Material shown -
+ + + +

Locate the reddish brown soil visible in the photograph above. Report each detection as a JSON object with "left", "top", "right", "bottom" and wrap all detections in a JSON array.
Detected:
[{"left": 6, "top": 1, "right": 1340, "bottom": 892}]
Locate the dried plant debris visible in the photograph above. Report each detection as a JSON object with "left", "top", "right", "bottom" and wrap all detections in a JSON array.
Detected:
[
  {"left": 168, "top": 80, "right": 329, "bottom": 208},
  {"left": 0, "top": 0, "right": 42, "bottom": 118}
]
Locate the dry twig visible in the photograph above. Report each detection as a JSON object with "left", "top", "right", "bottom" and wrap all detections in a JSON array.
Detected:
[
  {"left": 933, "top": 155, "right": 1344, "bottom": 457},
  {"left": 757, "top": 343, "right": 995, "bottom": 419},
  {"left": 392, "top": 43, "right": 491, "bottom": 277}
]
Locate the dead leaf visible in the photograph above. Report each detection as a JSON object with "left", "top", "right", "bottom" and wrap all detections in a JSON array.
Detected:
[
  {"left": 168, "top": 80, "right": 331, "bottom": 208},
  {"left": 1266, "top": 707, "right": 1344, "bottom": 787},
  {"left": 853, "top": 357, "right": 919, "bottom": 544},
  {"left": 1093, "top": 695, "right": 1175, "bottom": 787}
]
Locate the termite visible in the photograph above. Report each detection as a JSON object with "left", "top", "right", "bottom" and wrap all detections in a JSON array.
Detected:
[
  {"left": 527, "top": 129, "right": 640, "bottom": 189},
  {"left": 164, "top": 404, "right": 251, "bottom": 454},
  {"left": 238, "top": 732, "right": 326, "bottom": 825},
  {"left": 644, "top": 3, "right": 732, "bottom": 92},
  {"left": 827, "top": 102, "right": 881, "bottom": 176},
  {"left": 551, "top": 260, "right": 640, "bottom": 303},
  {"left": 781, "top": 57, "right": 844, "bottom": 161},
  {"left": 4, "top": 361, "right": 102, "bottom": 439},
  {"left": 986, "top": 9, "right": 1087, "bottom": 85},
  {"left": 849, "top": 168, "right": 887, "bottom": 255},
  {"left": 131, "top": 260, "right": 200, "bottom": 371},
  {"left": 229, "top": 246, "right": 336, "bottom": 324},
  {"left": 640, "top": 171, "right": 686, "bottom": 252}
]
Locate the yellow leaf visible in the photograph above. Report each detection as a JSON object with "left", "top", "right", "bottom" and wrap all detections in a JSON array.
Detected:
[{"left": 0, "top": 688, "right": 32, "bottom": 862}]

+ + + +

To do -
Format every line of the material, from the line containing "Locate the dead" through the end of the material, as a Markdown table with the columns Number and Entry. Skip blank lines, and count the rows upward from 1.

Complete response -
| Number | Entry |
|---|---|
| 1 | Locate the dead leaf visible in the photograph above. Report each detection as a JSON object with "left", "top", "right", "bottom" and wrap all detections in a JSON array. |
| 2 | Detected: |
| 3 | [ |
| 4 |   {"left": 168, "top": 80, "right": 331, "bottom": 208}, |
| 5 |   {"left": 1266, "top": 707, "right": 1344, "bottom": 787}, |
| 6 |   {"left": 853, "top": 357, "right": 919, "bottom": 544}, |
| 7 |   {"left": 1093, "top": 695, "right": 1175, "bottom": 787} |
| 8 | ] |
| 9 | Locate the termite visible in the photograph above. Report each detection as a JSON object with "left", "top", "right", "bottom" and wrap all detections in a JSON array. |
| 10 | Detected: |
| 11 | [ |
| 12 |   {"left": 527, "top": 129, "right": 640, "bottom": 189}, |
| 13 |   {"left": 164, "top": 404, "right": 251, "bottom": 454}, |
| 14 |   {"left": 238, "top": 732, "right": 326, "bottom": 825}, |
| 15 |   {"left": 644, "top": 3, "right": 732, "bottom": 92}, |
| 16 |   {"left": 827, "top": 102, "right": 881, "bottom": 176}, |
| 17 |   {"left": 551, "top": 260, "right": 640, "bottom": 303}, |
| 18 |   {"left": 781, "top": 57, "right": 844, "bottom": 161}, |
| 19 |   {"left": 4, "top": 361, "right": 102, "bottom": 439}, |
| 20 |   {"left": 986, "top": 9, "right": 1087, "bottom": 85}, |
| 21 |   {"left": 849, "top": 168, "right": 887, "bottom": 255}, |
| 22 |   {"left": 131, "top": 260, "right": 200, "bottom": 371}, |
| 23 |   {"left": 229, "top": 246, "right": 336, "bottom": 324}, |
| 24 |   {"left": 640, "top": 171, "right": 686, "bottom": 252} |
| 25 | ] |
| 26 | Locate the yellow leaf visible in the photograph above. Report each detection as a JSON object with "left", "top", "right", "bottom" and wrap all detections in a JSON array. |
| 27 | Detected: |
| 28 | [{"left": 0, "top": 688, "right": 32, "bottom": 862}] |